EXERCISE REQUIREMENTS
1. According to the Mountain View Bridge project description, how wide was the new bridge over the Santa Ana River?
2. Write the next part of the Mountain View Bridge project description, picking up after its final sentence.

EXCERPT PROVIDED
>>>>

Planning, Permitting, Construction Monitoring, SBKR Relocation
Study, Habitat Restoration

The Inland Valley Development Agency (IVDA) widened Mountain View Avenue from a two lane to a four-lane road between the Interstate 10 Freeway (I-10) and the Santa Ana River and replace the existing railroad style bridge over the Santa Ana River with a new, modern bridge that would connect with the existing road system near Central Avenue north of the River. The new bridge was 90 feet wide, 21 feet high, with 15 feet from the river channel bottom to the base of the new bridge. Activities included dewatering by constructing temporary wells upstream of the bridge construction. The project impacted approximately 6 acres of significant resources in the Santa Ana River flood plain. This project was mapped
in critical habitat for the federally listed San Bernardino kangaroo rat (SBKR), was occupied by three state and federally protected species including the SBKR; Santa Ana River woollystar, and slender-horded spineflower, and impacted jurisdictional waters of the U.S. and streambed waters of the state. Jericho Systems Inc performed a variety of services from conception to construction for this project:

Biological Surveys, Regulatory Permitting

Since this inception of the Mountain View Bridge Project in 2009, Shay Lawrey (Jericho Systems, Inc’s President ) had conducted all biological resources studies and obtained all required regulatory approvals. She prepared the Biological Assessment (BA), Jurisdictional Delineation (JD) and Habitat Mitigation and Reporting Plan (HMMRP) for this project in accordance with California Department of Fish and Wildlife (CDFW), U.S. Fish and Wildlife (USFWS), U.S. Army Corps of Engineers (USACE), and Regional Water Quality Control Board (RWQCB) standards and regulations. Since the beginning, she served as the Project liaison with the State and federal regulatory agencies. Ms. Lawrey obtained the Clean Water Act Sections 404 and 401 permits, California Fish and Game Code Sections 1600 and 2081 permits and U.S. Fish and Wildlife Service Endangered Species Act Section 7 Incidental Take Permit.

<<<<

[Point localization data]
>>>>

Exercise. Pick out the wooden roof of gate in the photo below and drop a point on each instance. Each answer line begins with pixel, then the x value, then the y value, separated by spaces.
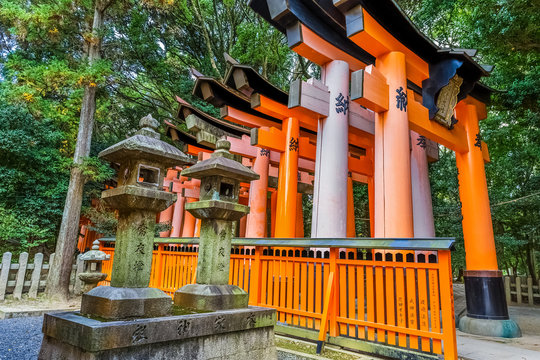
pixel 337 21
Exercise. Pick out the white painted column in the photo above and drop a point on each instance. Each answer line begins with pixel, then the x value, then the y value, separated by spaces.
pixel 178 215
pixel 330 193
pixel 421 191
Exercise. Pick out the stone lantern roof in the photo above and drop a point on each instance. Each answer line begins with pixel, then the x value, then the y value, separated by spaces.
pixel 221 164
pixel 146 145
pixel 95 254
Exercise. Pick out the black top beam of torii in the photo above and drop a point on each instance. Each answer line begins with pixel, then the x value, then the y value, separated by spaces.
pixel 334 20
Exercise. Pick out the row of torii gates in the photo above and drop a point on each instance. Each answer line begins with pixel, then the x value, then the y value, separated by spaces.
pixel 387 98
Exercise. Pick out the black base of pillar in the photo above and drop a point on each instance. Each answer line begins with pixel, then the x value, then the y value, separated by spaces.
pixel 484 292
pixel 487 311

<<<<

RESULTS IN ORDER
1. 90 feet wide.

2.
SBKR Relocation/Telemetry Study

Most notably on this project, Jericho’s president, Ms. Lawrey, personally designed and implemented, with collaboration from the USFWS, a SBKR relocation plan that included complete exclusion, trapping, and relocation from the construction zone into adjacent suitable habitat. This study included radio telemetry to determine if the trapped individuals re-entered into the exclusion zone or not, and to track the relocated individuals reaction and survival in new territory, and to track the resident individuals reaction to the relocated alien individuals. With the assistance of the Zoological Society of San Diego, Ms. Lawrey fitted small transmitter backpacks on each relocated and resident SBKR. Ms. Lawrey personally tracked and documented the transmitered SBKR movements over two tracking periods consisting of 45 consecutive nights each period. The study concluded that the exclusion worked with no animals returning into the work zone, survivability was high and the resident SBKR accepted the alien relocated individuals. Ms. Lawrey experienced first-hand the species’ response to changes in weather patterns and flooding. The study provided IVDA Mountain View Bridge significant insight into this species’ habits and sensitivities for the USFWS to better manage this species. With this experience, Ms. Lawrey is considered an expert with regard to SBKR. For the client, this plan demonstrated mitigation success and compliance with the USFWS Take Permit and relocation plan.

Construction Monitoring

Ms. Lawrey, Jericho’s president was chosen as the Designated Biologist tasked with construction monitoring for compliance with all aspects of all regulatory permits.

Mitigation/Habitat Restoration

Jericho Systems assisted IVDA with negotiating off-site mitigation lands as well as the habitat restoration on the project site and conducted the required post-construction monitoring. Ms. Lawrey also conducted a USFWS-approved telemetry study of SBKR movements after the relocation to determine successful relocation.